ACTION ITEM:
Pick up the profile of Dr. Susan Coller Monarez, deputy director of ARPA-H, after its last sentence and carry it forward in the same formal register.

Deputy Director, ARPA-H
Dr. Susan Coller Monarez is a globally recognized leader with more than 20 years of experience in health innovation. Throughout her career, Monarez has focused on understanding the critical challenges within the health ecosystem and the greatest opportunities for innovation to meet these challenges. Prior to serving as ARPA-H deputy director, Monarez led innovation at the Health Resources and Services Administration, focused on ethical use of AI/ML to support improved health outcomes, novel approaches to addressing social determinants of health, expanding access to behavioral health, ending the opioid epidemic, addressing health equity gaps in maternal and infant mortality, and improving the country’s organ donation and transplantation programs.
Monarez has also served at the White House as the assistant director for National Health Security and International Affairs in the Office of Science and Technology Policy and as the director of Medical Preparedness Policy on the National Security Council. In both White House roles, she led efforts to enhance the nation’s biomedical innovation capabilities including combating antibiotic resistant bacteria and MDR/XDR TB, expanding telehealth and remote patient monitoring, establishing safeguards to ensure personal health data privacy, and improving pandemic preparedness. Monarez led the development of several Presidential-level national strategies, action plans, and policy directives related to domestic and global health.

Dataset excerpts
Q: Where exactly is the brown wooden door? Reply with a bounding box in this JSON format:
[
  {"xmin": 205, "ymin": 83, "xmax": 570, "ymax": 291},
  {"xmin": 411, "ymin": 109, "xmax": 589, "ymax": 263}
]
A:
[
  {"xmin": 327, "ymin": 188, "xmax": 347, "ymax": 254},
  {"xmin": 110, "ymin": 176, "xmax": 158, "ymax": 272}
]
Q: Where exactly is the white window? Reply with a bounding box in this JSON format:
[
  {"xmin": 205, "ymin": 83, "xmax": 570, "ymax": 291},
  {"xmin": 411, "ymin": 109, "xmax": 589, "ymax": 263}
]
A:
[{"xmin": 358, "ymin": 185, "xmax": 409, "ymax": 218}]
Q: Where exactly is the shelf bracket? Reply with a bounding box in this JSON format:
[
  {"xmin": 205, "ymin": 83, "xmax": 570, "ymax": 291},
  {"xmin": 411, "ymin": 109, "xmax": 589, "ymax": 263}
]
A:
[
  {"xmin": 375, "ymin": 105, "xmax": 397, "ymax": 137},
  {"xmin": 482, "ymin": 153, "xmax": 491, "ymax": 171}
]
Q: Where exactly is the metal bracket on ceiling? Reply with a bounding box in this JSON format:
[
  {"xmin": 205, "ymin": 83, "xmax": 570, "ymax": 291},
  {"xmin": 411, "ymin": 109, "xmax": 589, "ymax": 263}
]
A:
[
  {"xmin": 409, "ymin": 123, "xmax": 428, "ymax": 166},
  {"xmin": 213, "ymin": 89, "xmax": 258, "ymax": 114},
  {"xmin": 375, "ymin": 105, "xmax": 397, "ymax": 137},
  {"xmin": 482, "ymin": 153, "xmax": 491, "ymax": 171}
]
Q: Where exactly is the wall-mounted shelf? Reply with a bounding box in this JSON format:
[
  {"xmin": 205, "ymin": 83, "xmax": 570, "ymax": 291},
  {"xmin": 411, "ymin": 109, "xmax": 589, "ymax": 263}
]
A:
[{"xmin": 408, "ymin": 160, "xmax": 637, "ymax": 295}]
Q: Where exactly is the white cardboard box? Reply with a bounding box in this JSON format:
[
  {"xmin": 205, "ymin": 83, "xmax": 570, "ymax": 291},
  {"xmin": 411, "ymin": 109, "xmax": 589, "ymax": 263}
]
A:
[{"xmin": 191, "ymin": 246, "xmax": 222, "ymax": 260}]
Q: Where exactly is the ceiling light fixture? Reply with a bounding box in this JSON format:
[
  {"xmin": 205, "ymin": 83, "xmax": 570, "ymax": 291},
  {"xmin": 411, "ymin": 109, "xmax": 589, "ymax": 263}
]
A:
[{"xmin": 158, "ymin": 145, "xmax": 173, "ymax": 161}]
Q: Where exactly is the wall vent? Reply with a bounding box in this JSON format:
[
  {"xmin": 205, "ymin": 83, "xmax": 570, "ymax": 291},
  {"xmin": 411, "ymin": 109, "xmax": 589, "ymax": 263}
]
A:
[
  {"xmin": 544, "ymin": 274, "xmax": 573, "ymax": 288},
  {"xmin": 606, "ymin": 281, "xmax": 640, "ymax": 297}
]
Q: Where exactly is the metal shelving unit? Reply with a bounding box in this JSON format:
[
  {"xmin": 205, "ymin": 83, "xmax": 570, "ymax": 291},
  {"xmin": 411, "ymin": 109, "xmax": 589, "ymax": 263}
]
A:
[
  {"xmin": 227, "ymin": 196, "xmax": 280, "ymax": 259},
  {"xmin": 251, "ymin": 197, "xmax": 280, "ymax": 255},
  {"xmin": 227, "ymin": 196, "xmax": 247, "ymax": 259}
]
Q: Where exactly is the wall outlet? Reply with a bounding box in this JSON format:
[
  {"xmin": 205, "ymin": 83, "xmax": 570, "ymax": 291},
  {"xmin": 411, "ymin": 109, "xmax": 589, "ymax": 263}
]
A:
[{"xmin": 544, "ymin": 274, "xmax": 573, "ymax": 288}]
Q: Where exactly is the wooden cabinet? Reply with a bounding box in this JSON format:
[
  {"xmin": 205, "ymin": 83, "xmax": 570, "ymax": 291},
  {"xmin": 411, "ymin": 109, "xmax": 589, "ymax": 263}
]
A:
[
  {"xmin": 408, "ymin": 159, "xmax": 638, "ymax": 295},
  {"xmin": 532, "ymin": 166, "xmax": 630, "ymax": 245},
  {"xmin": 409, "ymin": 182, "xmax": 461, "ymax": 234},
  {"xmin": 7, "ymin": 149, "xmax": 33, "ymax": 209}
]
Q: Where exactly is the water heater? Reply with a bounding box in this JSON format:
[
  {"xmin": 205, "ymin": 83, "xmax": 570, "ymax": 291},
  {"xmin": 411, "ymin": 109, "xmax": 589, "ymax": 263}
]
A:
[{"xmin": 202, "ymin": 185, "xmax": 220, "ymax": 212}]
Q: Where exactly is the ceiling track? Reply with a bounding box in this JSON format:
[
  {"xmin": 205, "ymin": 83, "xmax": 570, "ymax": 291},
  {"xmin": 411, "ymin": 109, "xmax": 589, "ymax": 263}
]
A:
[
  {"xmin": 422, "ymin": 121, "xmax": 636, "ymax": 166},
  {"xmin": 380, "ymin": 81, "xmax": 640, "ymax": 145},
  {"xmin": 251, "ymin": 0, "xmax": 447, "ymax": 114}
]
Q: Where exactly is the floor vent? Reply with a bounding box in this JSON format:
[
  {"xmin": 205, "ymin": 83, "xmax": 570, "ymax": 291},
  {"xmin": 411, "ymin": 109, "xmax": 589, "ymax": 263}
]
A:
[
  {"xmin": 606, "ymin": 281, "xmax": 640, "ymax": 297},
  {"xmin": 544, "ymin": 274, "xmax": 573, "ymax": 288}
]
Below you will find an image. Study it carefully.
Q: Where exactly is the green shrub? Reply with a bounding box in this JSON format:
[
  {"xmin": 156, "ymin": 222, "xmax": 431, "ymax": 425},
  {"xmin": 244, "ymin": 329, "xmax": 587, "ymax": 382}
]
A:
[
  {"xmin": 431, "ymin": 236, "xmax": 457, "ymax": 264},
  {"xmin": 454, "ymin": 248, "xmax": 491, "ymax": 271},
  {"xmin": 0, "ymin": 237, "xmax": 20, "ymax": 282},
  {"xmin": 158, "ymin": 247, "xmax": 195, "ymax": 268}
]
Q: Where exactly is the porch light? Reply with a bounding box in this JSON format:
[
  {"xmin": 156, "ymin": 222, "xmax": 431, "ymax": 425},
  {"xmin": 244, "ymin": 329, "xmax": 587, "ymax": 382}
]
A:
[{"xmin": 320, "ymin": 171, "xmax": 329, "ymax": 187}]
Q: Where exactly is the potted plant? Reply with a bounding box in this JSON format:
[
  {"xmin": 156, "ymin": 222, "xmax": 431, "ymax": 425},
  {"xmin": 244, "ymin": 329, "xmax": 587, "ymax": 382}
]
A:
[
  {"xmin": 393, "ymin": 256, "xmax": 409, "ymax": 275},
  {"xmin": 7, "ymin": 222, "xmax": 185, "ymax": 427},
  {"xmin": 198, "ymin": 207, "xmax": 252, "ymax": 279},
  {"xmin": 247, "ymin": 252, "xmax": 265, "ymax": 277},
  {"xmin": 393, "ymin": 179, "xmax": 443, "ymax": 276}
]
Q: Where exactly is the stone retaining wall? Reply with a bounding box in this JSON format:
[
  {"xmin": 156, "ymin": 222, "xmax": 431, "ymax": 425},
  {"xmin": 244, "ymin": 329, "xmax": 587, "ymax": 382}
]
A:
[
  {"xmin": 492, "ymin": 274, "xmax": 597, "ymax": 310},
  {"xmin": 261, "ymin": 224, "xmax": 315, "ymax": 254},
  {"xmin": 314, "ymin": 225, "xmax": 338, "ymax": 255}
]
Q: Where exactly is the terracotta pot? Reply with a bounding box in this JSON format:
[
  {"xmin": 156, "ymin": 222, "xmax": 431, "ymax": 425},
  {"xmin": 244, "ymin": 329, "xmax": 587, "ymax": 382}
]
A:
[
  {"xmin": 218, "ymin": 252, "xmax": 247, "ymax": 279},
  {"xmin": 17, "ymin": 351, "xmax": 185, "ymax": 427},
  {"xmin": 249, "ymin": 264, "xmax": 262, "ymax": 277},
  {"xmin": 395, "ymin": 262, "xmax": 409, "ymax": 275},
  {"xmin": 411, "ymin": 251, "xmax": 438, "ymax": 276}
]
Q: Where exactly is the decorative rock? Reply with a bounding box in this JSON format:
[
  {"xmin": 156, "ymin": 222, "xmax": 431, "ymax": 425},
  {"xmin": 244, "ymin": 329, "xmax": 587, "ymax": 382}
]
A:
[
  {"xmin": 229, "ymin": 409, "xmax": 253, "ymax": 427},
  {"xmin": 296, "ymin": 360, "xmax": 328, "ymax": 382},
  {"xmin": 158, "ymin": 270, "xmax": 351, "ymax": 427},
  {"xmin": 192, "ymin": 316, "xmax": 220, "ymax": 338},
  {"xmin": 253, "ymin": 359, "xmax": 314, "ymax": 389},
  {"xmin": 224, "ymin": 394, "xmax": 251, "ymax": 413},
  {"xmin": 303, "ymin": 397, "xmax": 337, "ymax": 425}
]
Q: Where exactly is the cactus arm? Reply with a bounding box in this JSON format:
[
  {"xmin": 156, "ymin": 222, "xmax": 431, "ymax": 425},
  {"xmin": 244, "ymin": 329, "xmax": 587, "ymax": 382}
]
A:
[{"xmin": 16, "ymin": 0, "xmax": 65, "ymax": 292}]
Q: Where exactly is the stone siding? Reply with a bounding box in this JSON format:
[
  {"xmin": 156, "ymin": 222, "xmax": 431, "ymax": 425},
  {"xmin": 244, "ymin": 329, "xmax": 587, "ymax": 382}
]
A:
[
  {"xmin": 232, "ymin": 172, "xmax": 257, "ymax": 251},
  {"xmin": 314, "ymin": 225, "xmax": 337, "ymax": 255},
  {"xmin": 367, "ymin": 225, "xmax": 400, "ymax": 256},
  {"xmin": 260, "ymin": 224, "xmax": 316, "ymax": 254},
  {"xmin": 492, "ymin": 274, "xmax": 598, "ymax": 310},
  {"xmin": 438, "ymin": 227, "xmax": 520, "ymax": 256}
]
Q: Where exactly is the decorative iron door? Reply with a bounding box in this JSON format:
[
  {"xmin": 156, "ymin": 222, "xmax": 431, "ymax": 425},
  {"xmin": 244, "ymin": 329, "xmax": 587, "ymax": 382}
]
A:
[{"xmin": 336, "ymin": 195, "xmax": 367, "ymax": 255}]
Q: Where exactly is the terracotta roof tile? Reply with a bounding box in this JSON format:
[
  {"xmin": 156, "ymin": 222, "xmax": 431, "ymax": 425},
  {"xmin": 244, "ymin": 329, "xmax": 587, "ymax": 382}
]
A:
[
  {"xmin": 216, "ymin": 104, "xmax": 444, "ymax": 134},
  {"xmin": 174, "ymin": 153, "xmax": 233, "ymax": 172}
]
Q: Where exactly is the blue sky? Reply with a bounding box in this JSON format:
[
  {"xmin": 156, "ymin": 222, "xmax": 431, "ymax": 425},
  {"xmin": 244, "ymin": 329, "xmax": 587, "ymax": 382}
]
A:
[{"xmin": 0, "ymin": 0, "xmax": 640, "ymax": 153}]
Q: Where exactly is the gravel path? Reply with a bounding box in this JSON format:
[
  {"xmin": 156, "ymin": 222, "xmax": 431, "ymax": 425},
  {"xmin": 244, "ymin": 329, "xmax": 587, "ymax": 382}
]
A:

OUTPUT OF THE EXERCISE:
Monarez also served in leadership positions at the Homeland Security Advanced Research Projects Agency within the Department of Homeland Security and the Biomedical Advanced Research Projects Agency within HHS. In addition to leadership roles within the federal government, Monarez has served on numerous advisory panels, including for the National Academies of Science, the National Science Advisory Board for Biosecurity, and the Organization for Economic Cooperation and Development. Monarez has also served as the U.S. representative on several international cooperative initiatives including with the European Union, Canada, France, the Netherlands, and the United Kingdom in bilateral and multilateral engagements.
Monarez was a Science and Technology Policy fellow with the American Association for the Advancement of Science. Prior to government service, Monarez was a postdoctoral fellow and graduate student, respectively, at Stanford University and the University of Wisconsin, where she focused on technology development to prevent, diagnose, and treat infectious diseases with a focus on people living in low- and middle-income countries.